BEGIN SOURCE TEXT

To facilitate the training of the models, the search for optimal hyperparameters and the evaluation of their predictive accuracy, the data are divided into three separate sets: training, validation and test.

In [4]:
# Split train-validation-test
# ==============================================================================
end_train = '2012-03-31 23:59:00'
end_validation = '2012-08-31 23:59:00'
data_train = data.loc[: end_train, :]
data_val   = data.loc[end_train:end_validation, :]
data_test  = data.loc[end_validation:, :]

print(f"Dates train      : {data_train.index.min()} --- {data_train.index.max()}  (n={len(data_train)})")
print(f"Dates validacion : {data_val.index.min()} --- {data_val.index.max()}  (n={len(data_val)})")
print(f"Dates test       : {data_test.index.min()} --- {data_test.index.max()}  (n={len(data_test)})")
Dates train      : 2011-01-01 00:00:00 --- 2012-03-31 23:00:00  (n=10944)
Dates validacion : 2012-04-01 00:00:00 --- 2012-08-31 23:00:00  (n=3672)
Dates test       : 2012-09-01 00:00:00 --- 2012-12-31 23:00:00  (n=2928)

Data exploration

Graphical exploration of time series can be an effective way of identifying trends, patterns, and seasonal variations. This, in turn, helps to guide the selection of the most appropriate forecasting model.

Plot time series

Full time series

In [5]:
# Interactive plot of time series
# ==============================================================================
fig = go.Figure()

END SOURCE TEXT
BEGIN EXTRACTED DATA

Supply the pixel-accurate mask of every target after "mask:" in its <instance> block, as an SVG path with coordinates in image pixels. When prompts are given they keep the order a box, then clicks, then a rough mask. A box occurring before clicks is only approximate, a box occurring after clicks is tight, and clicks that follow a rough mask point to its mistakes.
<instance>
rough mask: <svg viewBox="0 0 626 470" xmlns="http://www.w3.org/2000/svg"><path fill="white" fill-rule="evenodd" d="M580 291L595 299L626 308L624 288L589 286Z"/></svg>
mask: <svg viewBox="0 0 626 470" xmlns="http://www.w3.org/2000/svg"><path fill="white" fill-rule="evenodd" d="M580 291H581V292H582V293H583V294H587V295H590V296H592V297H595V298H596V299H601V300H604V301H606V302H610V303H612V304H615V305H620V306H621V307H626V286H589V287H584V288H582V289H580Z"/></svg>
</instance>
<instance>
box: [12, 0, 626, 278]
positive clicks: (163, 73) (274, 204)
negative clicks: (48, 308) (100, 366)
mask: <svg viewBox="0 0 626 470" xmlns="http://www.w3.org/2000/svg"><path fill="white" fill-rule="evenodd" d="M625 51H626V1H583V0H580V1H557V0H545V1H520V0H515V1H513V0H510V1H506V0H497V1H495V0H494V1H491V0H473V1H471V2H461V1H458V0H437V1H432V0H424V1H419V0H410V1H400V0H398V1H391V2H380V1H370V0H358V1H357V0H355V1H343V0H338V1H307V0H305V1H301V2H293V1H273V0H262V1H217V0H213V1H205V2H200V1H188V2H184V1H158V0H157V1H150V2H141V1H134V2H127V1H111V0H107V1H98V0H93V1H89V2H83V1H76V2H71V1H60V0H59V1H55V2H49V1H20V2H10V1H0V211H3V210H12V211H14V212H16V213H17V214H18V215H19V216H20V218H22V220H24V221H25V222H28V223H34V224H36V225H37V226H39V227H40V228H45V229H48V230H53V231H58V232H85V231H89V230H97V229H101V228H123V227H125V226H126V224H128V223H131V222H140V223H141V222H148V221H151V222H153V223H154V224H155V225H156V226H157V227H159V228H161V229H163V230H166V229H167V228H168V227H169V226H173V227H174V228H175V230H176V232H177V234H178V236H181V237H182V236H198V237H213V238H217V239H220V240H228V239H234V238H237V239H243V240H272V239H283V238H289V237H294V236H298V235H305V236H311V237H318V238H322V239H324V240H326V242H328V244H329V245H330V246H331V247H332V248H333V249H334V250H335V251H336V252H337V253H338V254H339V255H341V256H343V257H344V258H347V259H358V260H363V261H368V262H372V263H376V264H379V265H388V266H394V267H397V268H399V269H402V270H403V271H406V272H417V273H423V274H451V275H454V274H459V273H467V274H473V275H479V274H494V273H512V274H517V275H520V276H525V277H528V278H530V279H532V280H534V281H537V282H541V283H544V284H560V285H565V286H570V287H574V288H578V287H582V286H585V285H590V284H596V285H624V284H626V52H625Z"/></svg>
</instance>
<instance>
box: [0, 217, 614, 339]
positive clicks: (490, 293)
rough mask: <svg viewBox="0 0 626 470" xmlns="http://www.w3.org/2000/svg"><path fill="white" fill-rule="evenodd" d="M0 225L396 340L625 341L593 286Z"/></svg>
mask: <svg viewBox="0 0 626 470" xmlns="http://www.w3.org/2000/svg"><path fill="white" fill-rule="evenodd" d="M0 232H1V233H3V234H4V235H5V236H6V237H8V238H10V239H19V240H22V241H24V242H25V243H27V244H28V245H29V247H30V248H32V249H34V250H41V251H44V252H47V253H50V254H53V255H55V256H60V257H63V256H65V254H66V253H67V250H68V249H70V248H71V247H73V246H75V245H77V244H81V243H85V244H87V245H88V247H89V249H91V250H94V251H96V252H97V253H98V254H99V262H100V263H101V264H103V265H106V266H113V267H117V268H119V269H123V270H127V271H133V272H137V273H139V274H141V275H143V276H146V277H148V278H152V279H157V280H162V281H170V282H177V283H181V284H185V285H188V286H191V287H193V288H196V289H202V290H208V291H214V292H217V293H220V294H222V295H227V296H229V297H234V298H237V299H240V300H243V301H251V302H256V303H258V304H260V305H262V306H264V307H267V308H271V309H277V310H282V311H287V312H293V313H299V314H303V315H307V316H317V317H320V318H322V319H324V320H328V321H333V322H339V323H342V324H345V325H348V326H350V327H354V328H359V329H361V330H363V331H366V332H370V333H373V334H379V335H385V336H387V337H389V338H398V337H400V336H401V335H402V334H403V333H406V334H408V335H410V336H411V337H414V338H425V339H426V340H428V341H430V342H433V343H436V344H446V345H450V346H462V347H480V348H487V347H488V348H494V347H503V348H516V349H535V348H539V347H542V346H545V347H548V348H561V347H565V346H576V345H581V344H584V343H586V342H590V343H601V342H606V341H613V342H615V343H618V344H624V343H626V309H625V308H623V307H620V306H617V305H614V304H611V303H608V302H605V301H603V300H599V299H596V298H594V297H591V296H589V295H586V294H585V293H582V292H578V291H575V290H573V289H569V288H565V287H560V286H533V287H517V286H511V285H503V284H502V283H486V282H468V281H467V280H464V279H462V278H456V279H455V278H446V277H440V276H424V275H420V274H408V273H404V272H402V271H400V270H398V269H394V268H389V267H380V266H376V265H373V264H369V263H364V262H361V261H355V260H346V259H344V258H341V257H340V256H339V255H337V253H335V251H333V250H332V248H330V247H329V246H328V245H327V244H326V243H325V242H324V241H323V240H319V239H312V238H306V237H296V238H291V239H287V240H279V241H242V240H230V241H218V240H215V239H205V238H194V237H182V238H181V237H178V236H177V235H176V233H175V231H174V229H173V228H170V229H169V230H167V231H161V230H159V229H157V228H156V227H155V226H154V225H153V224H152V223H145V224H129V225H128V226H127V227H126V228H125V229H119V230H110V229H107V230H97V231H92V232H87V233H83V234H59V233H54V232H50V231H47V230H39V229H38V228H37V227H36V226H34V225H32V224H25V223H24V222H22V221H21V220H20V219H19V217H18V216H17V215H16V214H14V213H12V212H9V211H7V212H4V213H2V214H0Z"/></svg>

END EXTRACTED DATA

EXERCISE INSTRUCTIONS:
[1] In the time series tutorial, what are the three sets into which the data are divided?
[2] Continue the time series tutorial, picking up immediately after its final line of code.

ANSWERS FOR THE EXERCISE:
[1] Training, validation and test.

[2]
fig.add_trace(go.Scatter(x=data_train.index, y=data_train['users'], mode='lines', name='Train'))
fig.add_trace(go.Scatter(x=data_val.index, y=data_val['users'], mode='lines', name='Validation'))
fig.add_trace(go.Scatter(x=data_test.index, y=data_test['users'], mode='lines', name='Test'))
fig.update_layout(
    title  = 'Number of users',
    xaxis_title="Time",
    yaxis_title="Users",
    legend_title="Partition:",
    width=800,
    height=350,
    margin=dict(l=20, r=20, t=35, b=20),
    legend=dict(
        orientation="h",
        yanchor="top",
        y=1,
        xanchor="left",
        x=0.001
    )
)
#fig.update_xaxes(rangeslider_visible=True)
fig.show()
In [6]:
# Static plot of time series with zoom
# ==============================================================================
zoom = ('2011-08-01 00:00:00', '2011-08-15 00:00:00')
fig = plt.figure(figsize=(8, 4))
grid = plt.GridSpec(nrows=8, ncols=1, hspace=0.1, wspace=0)
main_ax = fig.add_subplot(grid[1:3, :])

data_train['users'].plot(ax=main_ax, label='train', alpha=0.5)
data_val['users'].plot(ax=main_ax, label='validation', alpha=0.5)
data_test['users'].plot(ax=main_ax, label='test', alpha=0.5)
min_y = min(data['users'])
max_y = max(data['users'])
main_ax.fill_between(zoom, min_y, max_y, facecolor='blue', alpha=0.5, zorder=0)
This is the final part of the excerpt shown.